* УКАЗАНИЯ К ЗАДАНИЯМ
[1] Напротив чего находится залитый солнцем парапет набережной, о котором говорится в исходном тексте?
[2] Перепишите из исходного текста без изменений фрагмент от слов «Хоть у меня» до слов «книг – тоже.» включительно.
[3] Продолжите исходный текст о парижской жизни, начав сразу после его последнего предложения.

* ИСХОДНЫЙ ТЕКСТ
......
Занятия идут, как если бы к ним приделали пропеллер, и количество моих знакомств среди лингвистов (да и прочих) таково, что, наверное, при нужде я мог бы всю неделю кормиться в гостях поочередно.
Хоть у меня и отнюдь нет фаталистического предчувствия большого падения после такого подъема, но все-таки есть даже что-то грустное в этом ощущении апогея жизни, этой почти уверенности, что дальше не может быть так же хорошо. Странное ощущение сидеть на парапете набережной против Лувра, залитом весенним солнцем, смотреть на мост, на воду, на Тюильрийский сад, на рыбаков, на бесконечные пары влюбленных и понимать, быть почти уверенным в том, что воспоминание об этом мгновении будет одним из лучших воспоминаний в жизни.
<…> А еще – я ужасно рад, что бог дал мне такие нереальные и романтические мозги и что пёстрая толпа на бульваре Сен-Жермен или, если угодно, некрасивая студентка-парижанка, уткнувшаяся в книжку на ступеньках набережной, мне куда дороже, чем десяток пальто, да и толстых книг – тоже.
......
* ИСХОДНЫЕ ЗАПИСИ
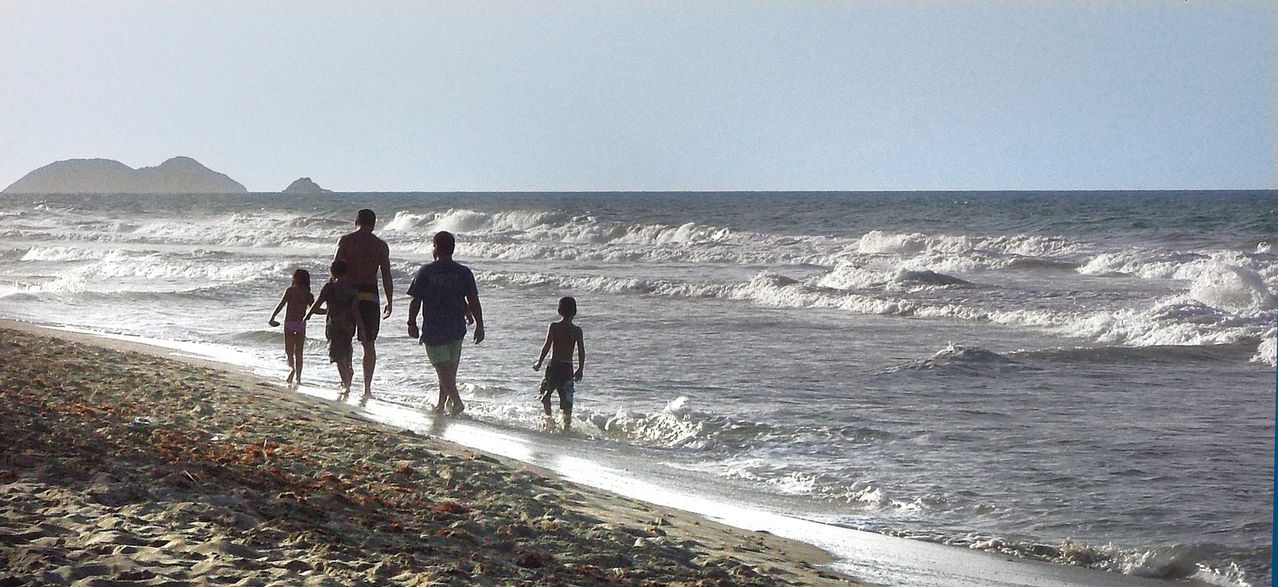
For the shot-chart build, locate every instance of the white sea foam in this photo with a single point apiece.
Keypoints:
(1232, 288)
(1268, 351)
(64, 253)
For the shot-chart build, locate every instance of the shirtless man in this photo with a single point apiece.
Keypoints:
(364, 255)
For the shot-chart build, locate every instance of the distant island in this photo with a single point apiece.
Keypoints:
(304, 186)
(104, 175)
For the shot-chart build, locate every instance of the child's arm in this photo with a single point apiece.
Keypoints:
(315, 307)
(580, 354)
(413, 307)
(546, 348)
(277, 308)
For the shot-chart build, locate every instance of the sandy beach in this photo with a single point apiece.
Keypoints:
(122, 466)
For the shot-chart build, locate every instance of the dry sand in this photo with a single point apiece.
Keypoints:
(119, 466)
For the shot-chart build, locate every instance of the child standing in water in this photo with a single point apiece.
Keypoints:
(341, 297)
(562, 336)
(297, 299)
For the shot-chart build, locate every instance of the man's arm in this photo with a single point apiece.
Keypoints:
(546, 348)
(277, 308)
(413, 307)
(386, 279)
(341, 248)
(473, 303)
(580, 354)
(354, 315)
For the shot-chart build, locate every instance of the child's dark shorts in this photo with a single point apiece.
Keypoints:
(559, 377)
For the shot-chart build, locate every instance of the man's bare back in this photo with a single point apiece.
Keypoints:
(564, 339)
(364, 253)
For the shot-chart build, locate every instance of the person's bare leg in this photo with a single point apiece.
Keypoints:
(447, 374)
(458, 407)
(441, 372)
(298, 347)
(346, 372)
(369, 365)
(289, 353)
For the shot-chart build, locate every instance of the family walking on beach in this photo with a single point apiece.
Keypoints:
(445, 294)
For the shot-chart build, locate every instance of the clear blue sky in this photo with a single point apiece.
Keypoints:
(680, 95)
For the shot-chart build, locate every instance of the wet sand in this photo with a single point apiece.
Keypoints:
(123, 463)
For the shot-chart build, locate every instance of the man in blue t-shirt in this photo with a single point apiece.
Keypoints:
(446, 294)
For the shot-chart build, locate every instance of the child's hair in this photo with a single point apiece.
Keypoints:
(568, 307)
(302, 279)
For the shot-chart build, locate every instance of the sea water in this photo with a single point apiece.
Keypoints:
(1085, 379)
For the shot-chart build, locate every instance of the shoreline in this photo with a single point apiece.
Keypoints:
(786, 550)
(134, 462)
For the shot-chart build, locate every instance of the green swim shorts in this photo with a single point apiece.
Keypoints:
(445, 353)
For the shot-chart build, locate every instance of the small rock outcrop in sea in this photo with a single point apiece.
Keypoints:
(304, 186)
(104, 175)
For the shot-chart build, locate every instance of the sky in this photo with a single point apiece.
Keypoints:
(616, 95)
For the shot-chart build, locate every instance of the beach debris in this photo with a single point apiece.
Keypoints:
(265, 491)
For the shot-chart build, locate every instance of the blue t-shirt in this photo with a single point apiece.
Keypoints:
(442, 288)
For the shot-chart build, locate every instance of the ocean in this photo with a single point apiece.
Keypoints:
(1084, 379)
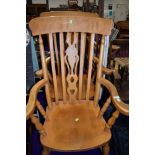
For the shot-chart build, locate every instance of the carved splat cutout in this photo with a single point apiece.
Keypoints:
(71, 60)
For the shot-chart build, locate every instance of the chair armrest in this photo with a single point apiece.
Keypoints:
(120, 105)
(32, 97)
(104, 69)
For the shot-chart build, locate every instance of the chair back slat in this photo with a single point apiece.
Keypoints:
(45, 72)
(82, 54)
(99, 70)
(61, 37)
(71, 61)
(53, 67)
(56, 53)
(91, 52)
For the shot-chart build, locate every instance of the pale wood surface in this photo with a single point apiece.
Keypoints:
(91, 53)
(106, 149)
(99, 65)
(75, 127)
(62, 65)
(118, 103)
(68, 13)
(45, 71)
(32, 97)
(83, 41)
(72, 124)
(53, 24)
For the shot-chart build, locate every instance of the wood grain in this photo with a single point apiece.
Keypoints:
(53, 24)
(74, 127)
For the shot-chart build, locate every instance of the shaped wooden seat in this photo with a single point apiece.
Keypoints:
(75, 127)
(73, 121)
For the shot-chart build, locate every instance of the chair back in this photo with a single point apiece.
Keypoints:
(73, 62)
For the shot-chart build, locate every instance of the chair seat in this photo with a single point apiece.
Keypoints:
(74, 126)
(84, 86)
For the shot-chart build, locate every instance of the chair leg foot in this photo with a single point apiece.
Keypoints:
(45, 151)
(106, 149)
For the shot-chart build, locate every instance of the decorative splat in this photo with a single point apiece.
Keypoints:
(71, 60)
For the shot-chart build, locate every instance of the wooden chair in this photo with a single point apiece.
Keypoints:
(73, 123)
(68, 13)
(56, 50)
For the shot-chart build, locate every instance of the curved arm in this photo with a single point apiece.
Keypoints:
(120, 105)
(32, 97)
(104, 69)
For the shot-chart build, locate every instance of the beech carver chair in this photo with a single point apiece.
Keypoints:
(73, 123)
(56, 51)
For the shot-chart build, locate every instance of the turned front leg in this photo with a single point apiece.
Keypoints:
(106, 149)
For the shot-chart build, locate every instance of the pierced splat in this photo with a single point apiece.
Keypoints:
(71, 60)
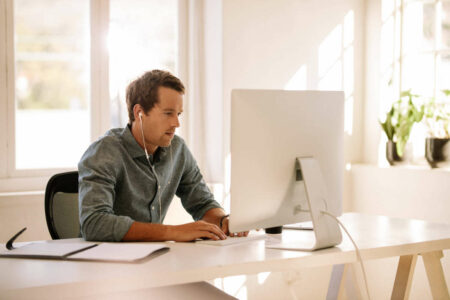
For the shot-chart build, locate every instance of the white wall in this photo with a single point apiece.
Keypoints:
......
* ПИСЬМЕННЫЕ ОТВЕТЫ
[1] Напротив Лувра.

[2]
Хоть у меня и отнюдь нет фаталистического предчувствия большого падения после такого подъема, но все-таки есть даже что-то грустное в этом ощущении апогея жизни, этой почти уверенности, что дальше не может быть так же хорошо. Странное ощущение сидеть на парапете набережной против Лувра, залитом весенним солнцем, смотреть на мост, на воду, на Тюильрийский сад, на рыбаков, на бесконечные пары влюбленных и понимать, быть почти уверенным в том, что воспоминание об этом мгновении будет одним из лучших воспоминаний в жизни.
<…> А еще – я ужасно рад, что бог дал мне такие нереальные и романтические мозги и что пёстрая толпа на бульваре Сен-Жермен или, если угодно, некрасивая студентка-парижанка, уткнувшаяся в книжку на ступеньках набережной, мне куда дороже, чем десяток пальто, да и толстых книг – тоже.

[3]
Жизнь идет со страшной быстротой. Просыпаюсь и уже знаю точно, как пройдет весь день; на каждый из трех четких кусков дня, разрезаемых едами, что-нибудь намечено…
<…> Экзамены будут по французскому языку. <…> А еще через десять дней надо уже сдавать «dissertation» (~ нашему сочинению) в Институт языкознания. Мой новый акустико-кибернетический шеф дал вагон литературы и велит чуть ли не на следующей неделе представить ему «развернутое критическое суждение» об оной. Наконец, Мартине предлагает подготовить маленькое выступление в его семинаре. Всё почему-то одновременно.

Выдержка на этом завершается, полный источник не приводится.